#### Extracted text:
(begin)
Today's Bar: An assortment! This “Dark Chocolate Tasting Odyssey” is in the same line as the bar with toffee, walnuts, and pecans and the caramel-filled bar with black sea salt, but it includes seven separate and interesting bars! Two are 2oz versions of full-sized products, the salted caramel bar I've already reviewed and a coconut caramel one I still intend to review, so I won't cover them here. Further, you can buy each of those separately, and I've seen both in stores off-and-on for the last year, so you can probably find them if you want them. In contrast, I've only seen this assortment once, so I'm going to cover it in a two-part mega review rather than stretching it out over five posts.

So what, then, are today's bars? Every bar in the assortment is in 70% cacao, and aside from the two caramel-filled ones discussed above, all are regular chocolate with inclusions. Last week I looked at coffee & cocoa nibs and chili & cinnamon; today is even more interesting, with Almond Ginger, Orange Hibiscus, and Salt & Pepper Potato Chip!

Trader Joe's Dark Chocolate Chocolate Bar 70% Almond Ginger


2oz (57g) bar
Ingredients: Chocolate liquor, sugar, cocoa butter, soy lecithin, vanilla, almonds, ginger, cane sugar, salt
18g sugar/57g serving (31.6% by wt.)

Appearance: Again, plain, slightly purply chocolate, with raised almond pieces on the back and flecks of white almond in cross-section.

Smell: I get the ginger, actually, in the form of something spicy and fragrant within the light, nutty chocolate.

Taste: Saltier than I expected, with crunchy almond slivers and tiny bursts of bright crystallized ginger. All three come in separately, so each bite varies in terms of texture and flavor. The chocolate is still reasonably bland, a little chalky, and sweet, but this bar is more about the inclusions so it works out.

Conclusion: Trader Joe's Dark Chocolate Chocolate Bar 70% Almond Ginger has varied flavor and texture within okay chocolate.
(end)
Records from a data collection:
(begin)
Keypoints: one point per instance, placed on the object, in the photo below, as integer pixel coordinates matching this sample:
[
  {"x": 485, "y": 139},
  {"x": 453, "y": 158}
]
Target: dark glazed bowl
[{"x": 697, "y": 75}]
(end)
(begin)
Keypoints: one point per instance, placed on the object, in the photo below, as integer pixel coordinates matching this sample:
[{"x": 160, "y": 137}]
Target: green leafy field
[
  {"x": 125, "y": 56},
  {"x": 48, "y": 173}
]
(end)
#### Tasks and exercises:
1. In the chocolate review, how much sugar does the Almond Ginger bar have per 57g serving?
2. Extend the chocolate bar review onward from its final sentence.

#### Results for the exercise:
1. 18g of sugar per 57g serving (31.6% by weight).

2.
Trader Joe's Dark Chocolate Chocolate Bar 70% Orange Hibiscus


2oz (57g) bar
Ingredients: Chocolate liquor, sugar, cocoa butter, soy lecithin, vanilla, hibiscus powder, orange oil, tea: elderberry, apples, hibiscus, rosehip, kiwi, strawberry, sunflower petals, rose, corn flower, raspberry, passionfruit, natural flavors
18g sugar/57g serving (31.6% by wt.)

Appearance: Again, plain, slightly purply chocolate.

Smell: Cohesive but complex fruit, ranging from fragrant and perfumey to sweet-tart.

Taste: Hm. The chalkiness of the chocolate base doesn't work here, as it contrasts poorly with the fruit flavor. Aside from that, very fruity and sweet-tart, leaning toward sweet, with tiny crunches, probably the hibiscus powder. I think I can taste the exotic spice of the orange oil, and aside from that it very much reminds me of the sorts of fruit teas that use hibiscus as a foundation, bright and tart and layered. It also works well with the mild chocolate, though I do think it could stand up to a darker, more sour-bitter-beany variety. Unfortunately, the contrast with the texture is awfully weird, and that's what gets to me in the end.

Conclusion: Trader Joe's Dark Chocolate Chocolate Bar 70% Orange Hibiscus is complexly fruity, with a chalkiness that contrasts oddly with the flavoring.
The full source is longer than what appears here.